(RECORDS PROVIDED)
══════════

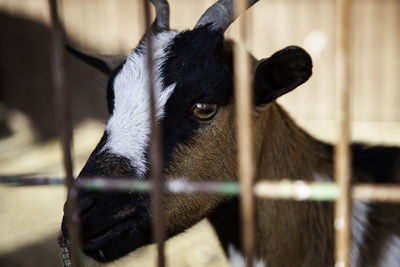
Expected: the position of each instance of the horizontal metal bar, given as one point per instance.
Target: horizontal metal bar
(22, 181)
(297, 190)
(272, 189)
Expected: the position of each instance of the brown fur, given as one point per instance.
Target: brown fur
(281, 150)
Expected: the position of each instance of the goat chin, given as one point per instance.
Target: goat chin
(236, 259)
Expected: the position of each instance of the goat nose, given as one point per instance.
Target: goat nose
(86, 202)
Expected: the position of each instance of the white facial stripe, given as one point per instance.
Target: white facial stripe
(129, 126)
(236, 258)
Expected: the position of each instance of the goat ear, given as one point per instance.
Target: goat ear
(105, 63)
(280, 74)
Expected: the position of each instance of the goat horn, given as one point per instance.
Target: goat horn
(162, 14)
(220, 15)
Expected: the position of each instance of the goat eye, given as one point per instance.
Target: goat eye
(204, 111)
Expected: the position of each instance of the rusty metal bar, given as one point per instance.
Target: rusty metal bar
(63, 114)
(155, 150)
(342, 167)
(378, 193)
(243, 103)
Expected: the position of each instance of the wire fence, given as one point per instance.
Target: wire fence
(340, 192)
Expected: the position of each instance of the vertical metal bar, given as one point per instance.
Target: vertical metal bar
(64, 119)
(243, 102)
(342, 166)
(155, 151)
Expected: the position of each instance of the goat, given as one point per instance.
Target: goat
(194, 105)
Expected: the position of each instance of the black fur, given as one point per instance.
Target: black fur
(196, 54)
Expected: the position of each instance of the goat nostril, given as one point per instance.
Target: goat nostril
(86, 203)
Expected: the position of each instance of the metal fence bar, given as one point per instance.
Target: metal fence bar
(243, 102)
(63, 113)
(342, 166)
(271, 189)
(155, 150)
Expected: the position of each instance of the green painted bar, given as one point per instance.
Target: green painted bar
(318, 191)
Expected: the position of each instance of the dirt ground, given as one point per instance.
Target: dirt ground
(31, 216)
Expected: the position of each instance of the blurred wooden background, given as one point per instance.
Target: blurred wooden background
(28, 126)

══════════

(TASK STATEMENT) Reproduce every line of the data above verbatim, omitting the pictures.

(WRITTEN RESPONSE)
Expected: the position of each instance of the horizontal metal bar, given as one point per instance.
Target: horizontal metal bar
(22, 181)
(297, 190)
(272, 189)
Expected: the position of each instance of the brown fur, given as one point per instance.
Target: brown fur
(281, 150)
Expected: the position of each instance of the goat chin, given as one point per instance.
Target: goat chin
(236, 259)
Expected: the position of each instance of the goat nose, given as one point per instance.
Target: goat nose
(86, 202)
Expected: the position of each instance of the white facial stripe, given as one point per instance.
Target: white facial stripe
(129, 126)
(236, 258)
Expected: the position of each instance of the goat ear, given as one point per instance.
Target: goat ear
(105, 63)
(280, 74)
Expected: the position of each instance of the goat horn, given as one point per instance.
Target: goat horn
(162, 14)
(220, 15)
Expected: the position of each instance of the goat eye, given as one point per instance.
Target: goat eye
(204, 111)
Expected: the position of each instance of the rusty metal bar, given as one point per instance.
Target: rusty metal bar
(63, 114)
(155, 150)
(342, 167)
(378, 193)
(243, 103)
Expected: the position of each instance of the wire fence, given as one point per instance.
Target: wire fence
(340, 192)
Expected: the position of each instance of the vertical metal bar, given as one point per instance.
Target: vertical metal bar
(64, 119)
(243, 102)
(342, 166)
(155, 151)
Expected: the position of each instance of the goat, given as one point per instance.
Target: goat
(194, 105)
Expected: the position of each instance of the black fur, given as one point per instance.
Target: black fur
(196, 54)
Expected: the position of each instance of the goat nostril, given as one point per instance.
Target: goat nostril
(86, 203)
Expected: the position of each instance of the metal fence bar, given as one point per instance.
Target: metal fence bar
(243, 102)
(63, 113)
(342, 166)
(271, 189)
(155, 150)
Expected: the position of each instance of the green painted bar, given as one point per instance.
Target: green painted bar
(318, 191)
Expected: the position of each instance of the dirt ground, given as one point per instance.
Target: dirt ground
(31, 216)
Expected: the position of each instance of the blurred wooden background, given as one point per instance.
Target: blurred wooden background
(28, 126)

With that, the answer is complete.